# Auszug:

....................

Dazu passt dieser kleine Witz: Ein Mann und eine Frau sind zum Einkaufen in der Stadt unterwegs. Plötzlich bleibt der Mann stehen und beginnt hektisch, sämtliche Hosen- und Jackentaschen abzuklopfen und zu durchsuchen. Nach einer Minute wird es der Frau zu bunt.

„Was ist denn mit dir los?“, fragt sie.

„Ich glaube, ich habe meine Geldbörse verloren“, sagt der Mann. „Mit allen Ausweisen, Kreditkarten und den 500 Euro, die ich gestern von der Bank geholt habe.“

„Ein Glück“, sagt die Frau. „Ich hatte schon Angst, dein Smartphone ist weg.“

Tatsächlich muss man auf Hamburgs Straßen nicht lange suchen, bis man jemanden findet, der sich im Gehen oder Stehen über den Körper klopft und erst dann damit aufhört, wenn er sich des kleinen Freundes in der Tasche versichert hat. Die meisten holen das Smartphone bei der Gelegenheit heraus, um schnell mal darauf zu gucken. Es könnte ja was passiert sein seit der letzten Ampel ...

....................

(Auszug aus dem Datensatz)

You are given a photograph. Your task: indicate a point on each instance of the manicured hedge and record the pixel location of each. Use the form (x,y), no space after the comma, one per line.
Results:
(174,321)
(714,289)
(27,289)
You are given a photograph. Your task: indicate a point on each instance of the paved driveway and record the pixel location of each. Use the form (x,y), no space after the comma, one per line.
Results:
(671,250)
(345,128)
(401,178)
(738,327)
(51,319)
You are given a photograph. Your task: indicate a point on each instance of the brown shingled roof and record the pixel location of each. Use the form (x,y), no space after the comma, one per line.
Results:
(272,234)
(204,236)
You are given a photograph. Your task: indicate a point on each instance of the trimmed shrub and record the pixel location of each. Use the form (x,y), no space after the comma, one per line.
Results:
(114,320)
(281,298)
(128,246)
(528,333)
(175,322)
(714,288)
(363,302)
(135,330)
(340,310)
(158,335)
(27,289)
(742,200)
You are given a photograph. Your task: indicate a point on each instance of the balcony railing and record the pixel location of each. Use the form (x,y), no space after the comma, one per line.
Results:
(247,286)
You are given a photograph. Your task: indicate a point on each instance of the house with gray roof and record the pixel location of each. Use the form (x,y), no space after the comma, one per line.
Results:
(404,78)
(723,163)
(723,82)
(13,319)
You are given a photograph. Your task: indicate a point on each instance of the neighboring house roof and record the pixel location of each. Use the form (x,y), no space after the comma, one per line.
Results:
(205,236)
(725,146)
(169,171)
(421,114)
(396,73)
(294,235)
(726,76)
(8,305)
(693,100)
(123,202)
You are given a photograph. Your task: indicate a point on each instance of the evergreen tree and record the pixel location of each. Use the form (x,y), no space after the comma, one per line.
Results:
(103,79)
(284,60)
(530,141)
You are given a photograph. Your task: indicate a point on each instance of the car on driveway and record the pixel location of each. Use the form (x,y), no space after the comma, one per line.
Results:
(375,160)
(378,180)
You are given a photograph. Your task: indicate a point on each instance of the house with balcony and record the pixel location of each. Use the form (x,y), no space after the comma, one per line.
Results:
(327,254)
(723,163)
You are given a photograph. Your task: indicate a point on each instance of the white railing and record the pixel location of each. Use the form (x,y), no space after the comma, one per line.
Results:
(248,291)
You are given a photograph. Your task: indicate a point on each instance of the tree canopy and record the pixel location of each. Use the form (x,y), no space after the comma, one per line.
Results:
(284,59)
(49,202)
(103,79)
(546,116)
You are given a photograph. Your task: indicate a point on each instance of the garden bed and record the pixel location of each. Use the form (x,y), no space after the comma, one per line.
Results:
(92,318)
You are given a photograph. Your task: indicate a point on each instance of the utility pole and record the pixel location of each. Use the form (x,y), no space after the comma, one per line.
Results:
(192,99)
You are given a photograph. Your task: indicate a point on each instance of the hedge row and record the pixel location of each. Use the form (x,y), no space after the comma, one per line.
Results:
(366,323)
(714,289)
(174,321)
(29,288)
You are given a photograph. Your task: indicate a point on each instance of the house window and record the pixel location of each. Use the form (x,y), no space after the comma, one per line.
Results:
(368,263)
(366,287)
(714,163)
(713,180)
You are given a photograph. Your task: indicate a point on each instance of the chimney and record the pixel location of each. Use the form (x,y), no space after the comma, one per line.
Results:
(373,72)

....................

# Aufgabe:
Führen Sie den Auszug über den ständigen Griff zum Smartphone weiter und setzen Sie direkt nach seinem letzten Satz an.

# Lösung:
Ein Kollege schlug vor, ich sollte für diesen Text einfach mal zählen, wie oft ich an einem Tag auf mein Smartphone sehe. Die Zahl ist erschreckend und noch erschreckender ist, wie selbstverständlich es für viele geworden ist, quasi jede irgendwie freie Minute mit dem Blick auf den tragbaren Bildschirm zu verbringen. Sie wissen schon: Fahrstuhl, Bus und U-Bahn, Kantine, Warteschlange vor der Kasse. Immer dann, wenn es früher (so entspannend) langweilig wurde, ist heute das Smartphone zur Hand.

„Man kann nicht nicht kommunizieren“, hat der österreichische Kommunikationswissenschaftler Paul Watzlawick einmal gesagt. Er meinte damit, dass zwei Menschen, die sich begegnen, gar nicht anders können, als miteinander zu kommunizieren, selbst wenn sie beide nichts sagen und sich nur abschätzend anschauen. Heute kann man den Kernsatz der watzlawickschen Theorie anders interpretieren: Wir sind dabei zu verlernen, nicht zu kommunizieren, weil wir über das Smartphone ständig und überall die Gelegenheit dazu haben. Wir befinden uns in einer kommunikativen, zunehmend virtuellen Endlosschleife, die auch dann nicht abbricht, wenn sich Menschen tatsächlich, vielleicht muss man zum besseren Verständnis sagen: in der analogen Welt, begegnen.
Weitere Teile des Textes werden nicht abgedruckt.